> [Activity]: Every line in the data below from the one containing "each like [398,240]." down to the one containing "each like [607,354].", both included, must be retyped exactly; no other line is to appear.

Stored records:

┄┄┄┄┄┄┄┄┄┄┄┄┄┄┄┄┄┄┄┄

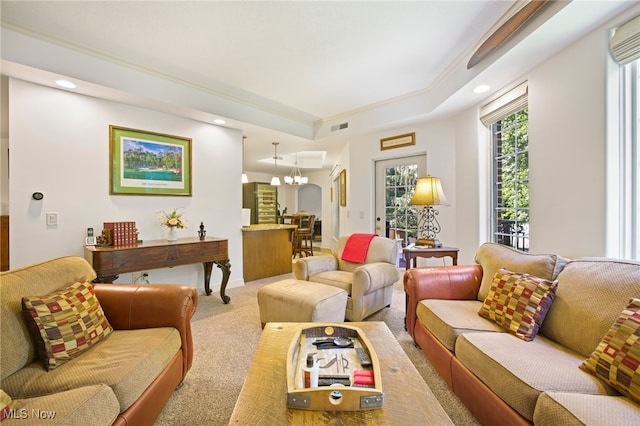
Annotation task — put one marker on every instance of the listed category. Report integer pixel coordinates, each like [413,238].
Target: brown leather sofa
[503,379]
[125,379]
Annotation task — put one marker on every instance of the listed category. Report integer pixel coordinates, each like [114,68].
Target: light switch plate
[52,218]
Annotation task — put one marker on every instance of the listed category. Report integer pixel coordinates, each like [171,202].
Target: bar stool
[303,238]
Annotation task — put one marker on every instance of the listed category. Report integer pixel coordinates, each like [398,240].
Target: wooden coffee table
[263,398]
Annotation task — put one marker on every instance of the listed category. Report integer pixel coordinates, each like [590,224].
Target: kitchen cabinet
[262,199]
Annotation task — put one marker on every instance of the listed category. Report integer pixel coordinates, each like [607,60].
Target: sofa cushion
[569,409]
[65,323]
[591,293]
[518,371]
[340,279]
[69,408]
[448,319]
[492,257]
[128,362]
[8,405]
[616,360]
[38,278]
[518,302]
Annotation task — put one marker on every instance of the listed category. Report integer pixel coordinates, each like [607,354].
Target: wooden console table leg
[106,279]
[225,266]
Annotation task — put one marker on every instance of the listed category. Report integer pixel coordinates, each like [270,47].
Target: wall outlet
[140,277]
[52,218]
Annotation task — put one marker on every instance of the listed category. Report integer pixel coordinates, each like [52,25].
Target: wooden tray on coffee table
[346,385]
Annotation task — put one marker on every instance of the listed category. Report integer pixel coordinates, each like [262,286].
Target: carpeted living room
[225,338]
[319,212]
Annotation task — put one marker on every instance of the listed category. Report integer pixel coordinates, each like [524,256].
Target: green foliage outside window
[400,184]
[511,179]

┄┄┄┄┄┄┄┄┄┄┄┄┄┄┄┄┄┄┄┄

> [Solved problem]:
Annotation task — put one marker on every instance of the listed category. Report integer pixel coordinates, each like [398,240].
Target: wooden coffee table
[263,398]
Annotation task — put one marker on every instance of the listed category. Report integer pixel coordinates, each like [590,224].
Target: kitchen cabinet
[262,199]
Annotation task — put one marker on every instance of the listed category. Report integer pixel coordinates, each like [607,60].
Target: sofa cushion
[569,409]
[65,323]
[591,293]
[518,371]
[340,279]
[69,408]
[448,319]
[492,257]
[128,362]
[8,405]
[616,360]
[38,278]
[518,302]
Annotation task — put one marker on every instance of the listed category. Report integer pixel coordinates, each like [607,354].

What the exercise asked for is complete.